AUFGABE 1 - Welchen Hauptberuf hat Hans Werner Wickertsheim laut dem Interview über sein Ende als Präsident der Stadtwerke?

SEITENAUSSCHNITT -
++++++
Hans Werner Wickertsheim

Im Mai endete das Mandat des langjährigen Stadtwerke-Präsidenten Hans Werner Wickertsheim. Im Hauptberuf Steuerberater und Wirtschaftsprüfer musste Wickertsheim eine Zeitlang auch die Geschäftsführung der Stadtwerke übernehmen.

Herr Wickertsheim, wie fühlen Sie sich, wenn Sie bei den Meraner Stadtwerken vorbeigehen?
Hans Werner Wickertsheim: Einerseits bin ich schon ein wenig traurig, dass diese Zeit nun zu Ende ist, war sie doch für mich sehr intensiv und lehrreich. Andererseits haben wir auch vieles auf den Weg bringen können und das erfüllt mich mit Freude und Genugtuung.

Was waren Ihre Ziele?
++++++
GESPEICHERTE EINTRÄGE -
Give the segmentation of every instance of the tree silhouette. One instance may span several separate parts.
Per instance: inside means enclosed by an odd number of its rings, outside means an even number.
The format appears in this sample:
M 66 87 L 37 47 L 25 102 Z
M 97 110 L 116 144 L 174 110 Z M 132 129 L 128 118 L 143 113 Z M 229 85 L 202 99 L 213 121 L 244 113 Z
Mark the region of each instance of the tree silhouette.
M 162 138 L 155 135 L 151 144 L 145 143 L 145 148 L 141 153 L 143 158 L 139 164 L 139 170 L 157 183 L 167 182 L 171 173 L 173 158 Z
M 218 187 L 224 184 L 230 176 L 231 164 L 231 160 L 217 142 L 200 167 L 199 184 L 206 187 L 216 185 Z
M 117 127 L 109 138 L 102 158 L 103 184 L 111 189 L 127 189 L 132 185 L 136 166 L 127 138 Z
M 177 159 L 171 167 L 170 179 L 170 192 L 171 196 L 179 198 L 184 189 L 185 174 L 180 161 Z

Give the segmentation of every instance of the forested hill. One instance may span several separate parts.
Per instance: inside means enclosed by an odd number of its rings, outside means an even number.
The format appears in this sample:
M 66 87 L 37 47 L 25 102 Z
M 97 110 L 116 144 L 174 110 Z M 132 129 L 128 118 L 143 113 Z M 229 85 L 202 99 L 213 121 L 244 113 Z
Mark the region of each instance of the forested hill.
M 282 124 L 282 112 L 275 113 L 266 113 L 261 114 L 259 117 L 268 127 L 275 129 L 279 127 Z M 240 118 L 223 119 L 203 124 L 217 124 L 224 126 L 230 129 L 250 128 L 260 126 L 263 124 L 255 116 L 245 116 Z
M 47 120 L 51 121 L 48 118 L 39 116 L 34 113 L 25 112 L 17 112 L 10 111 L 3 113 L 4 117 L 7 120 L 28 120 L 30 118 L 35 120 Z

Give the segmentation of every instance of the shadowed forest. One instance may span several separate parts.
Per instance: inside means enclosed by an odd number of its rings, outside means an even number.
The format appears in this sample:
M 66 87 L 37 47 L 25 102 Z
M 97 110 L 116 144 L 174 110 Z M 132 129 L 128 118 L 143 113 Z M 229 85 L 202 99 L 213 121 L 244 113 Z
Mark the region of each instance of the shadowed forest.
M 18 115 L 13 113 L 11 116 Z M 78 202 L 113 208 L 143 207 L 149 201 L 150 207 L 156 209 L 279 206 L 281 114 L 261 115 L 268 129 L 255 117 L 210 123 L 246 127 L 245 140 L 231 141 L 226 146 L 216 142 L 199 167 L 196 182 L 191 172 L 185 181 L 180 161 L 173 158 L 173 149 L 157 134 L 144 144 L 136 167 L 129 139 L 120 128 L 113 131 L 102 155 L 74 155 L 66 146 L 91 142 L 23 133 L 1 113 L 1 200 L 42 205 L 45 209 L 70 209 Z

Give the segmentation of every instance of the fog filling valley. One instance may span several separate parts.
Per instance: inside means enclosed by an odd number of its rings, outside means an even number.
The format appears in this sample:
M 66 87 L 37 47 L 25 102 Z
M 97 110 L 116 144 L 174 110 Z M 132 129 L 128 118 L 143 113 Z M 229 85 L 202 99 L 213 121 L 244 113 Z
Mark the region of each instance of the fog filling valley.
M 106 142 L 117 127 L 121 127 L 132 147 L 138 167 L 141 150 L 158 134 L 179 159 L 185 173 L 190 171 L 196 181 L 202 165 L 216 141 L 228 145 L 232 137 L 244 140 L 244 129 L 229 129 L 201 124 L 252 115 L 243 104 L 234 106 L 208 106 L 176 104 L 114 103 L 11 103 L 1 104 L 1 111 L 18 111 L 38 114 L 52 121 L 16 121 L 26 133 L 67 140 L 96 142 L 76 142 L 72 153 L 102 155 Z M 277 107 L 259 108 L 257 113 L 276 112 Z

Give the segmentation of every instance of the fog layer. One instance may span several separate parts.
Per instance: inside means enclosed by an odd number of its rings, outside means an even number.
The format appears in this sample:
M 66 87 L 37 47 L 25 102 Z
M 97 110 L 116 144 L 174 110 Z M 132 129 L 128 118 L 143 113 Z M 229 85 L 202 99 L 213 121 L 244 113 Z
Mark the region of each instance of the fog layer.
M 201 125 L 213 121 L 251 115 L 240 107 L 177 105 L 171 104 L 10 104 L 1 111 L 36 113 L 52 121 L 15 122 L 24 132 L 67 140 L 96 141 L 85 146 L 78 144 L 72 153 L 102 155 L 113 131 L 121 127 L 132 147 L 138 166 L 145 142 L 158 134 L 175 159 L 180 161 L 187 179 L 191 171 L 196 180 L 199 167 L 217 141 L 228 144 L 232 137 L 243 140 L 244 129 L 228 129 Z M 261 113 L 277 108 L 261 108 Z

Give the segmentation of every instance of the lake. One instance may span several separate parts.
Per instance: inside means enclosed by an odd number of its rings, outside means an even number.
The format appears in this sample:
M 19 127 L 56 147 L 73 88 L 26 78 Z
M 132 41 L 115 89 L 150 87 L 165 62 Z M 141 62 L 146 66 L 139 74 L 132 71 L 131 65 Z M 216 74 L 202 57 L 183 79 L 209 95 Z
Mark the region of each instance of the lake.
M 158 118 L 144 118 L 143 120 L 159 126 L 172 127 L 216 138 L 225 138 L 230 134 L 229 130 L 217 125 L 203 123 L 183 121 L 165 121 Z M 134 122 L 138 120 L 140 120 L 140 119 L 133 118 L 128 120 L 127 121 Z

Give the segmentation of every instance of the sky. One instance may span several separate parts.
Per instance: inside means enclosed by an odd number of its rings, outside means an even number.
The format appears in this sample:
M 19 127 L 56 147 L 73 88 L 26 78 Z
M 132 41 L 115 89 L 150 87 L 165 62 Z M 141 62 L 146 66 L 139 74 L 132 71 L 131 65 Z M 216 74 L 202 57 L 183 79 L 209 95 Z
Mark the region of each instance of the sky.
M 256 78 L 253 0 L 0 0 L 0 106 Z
++++++
AUFGABE 2 - Schreibe den Abschnitt der Einträge vom Beginn bis einschließlich der Zeile, die „M 47 120 L 51“ enthält, als Markdown-Tabelle mit den Spalten „Nummer“ und „Eintrag“ um, wobei jede Zeile eine laufende Nummer erhält und Leerzeilen wegfallen.

ANTWORT 1 - Er ist Steuerberater und Wirtschaftsprüfer.

ANTWORT 2 -
| Nummer | Eintrag |
|---|---|
| 1 | Give the segmentation of every instance of the tree silhouette. One instance may span several separate parts. |
| 2 | Per instance: inside means enclosed by an odd number of its rings, outside means an even number. |
| 3 | The format appears in this sample: |
| 4 | M 66 87 L 37 47 L 25 102 Z |
| 5 | M 97 110 L 116 144 L 174 110 Z M 132 129 L 128 118 L 143 113 Z M 229 85 L 202 99 L 213 121 L 244 113 Z |
| 6 | Mark the region of each instance of the tree silhouette. |
| 7 | M 162 138 L 155 135 L 151 144 L 145 143 L 145 148 L 141 153 L 143 158 L 139 164 L 139 170 L 157 183 L 167 182 L 171 173 L 173 158 Z |
| 8 | M 218 187 L 224 184 L 230 176 L 231 164 L 231 160 L 217 142 L 200 167 L 199 184 L 206 187 L 216 185 Z |
| 9 | M 117 127 L 109 138 L 102 158 L 103 184 L 111 189 L 127 189 L 132 185 L 136 166 L 127 138 Z |
| 10 | M 177 159 L 171 167 L 170 179 L 170 192 L 171 196 L 179 198 L 184 189 L 185 174 L 180 161 Z |
| 11 | Give the segmentation of every instance of the forested hill. One instance may span several separate parts. |
| 12 | Per instance: inside means enclosed by an odd number of its rings, outside means an even number. |
| 13 | The format appears in this sample: |
| 14 | M 66 87 L 37 47 L 25 102 Z |
| 15 | M 97 110 L 116 144 L 174 110 Z M 132 129 L 128 118 L 143 113 Z M 229 85 L 202 99 L 213 121 L 244 113 Z |
| 16 | Mark the region of each instance of the forested hill. |
| 17 | M 282 124 L 282 112 L 275 113 L 266 113 L 261 114 L 259 117 L 268 127 L 275 129 L 279 127 Z M 240 118 L 223 119 L 203 124 L 217 124 L 224 126 L 230 129 L 250 128 L 260 126 L 263 124 L 255 116 L 245 116 Z |
| 18 | M 47 120 L 51 121 L 48 118 L 39 116 L 34 113 L 25 112 L 17 112 L 10 111 L 3 113 L 4 117 L 7 120 L 28 120 L 30 118 L 35 120 Z |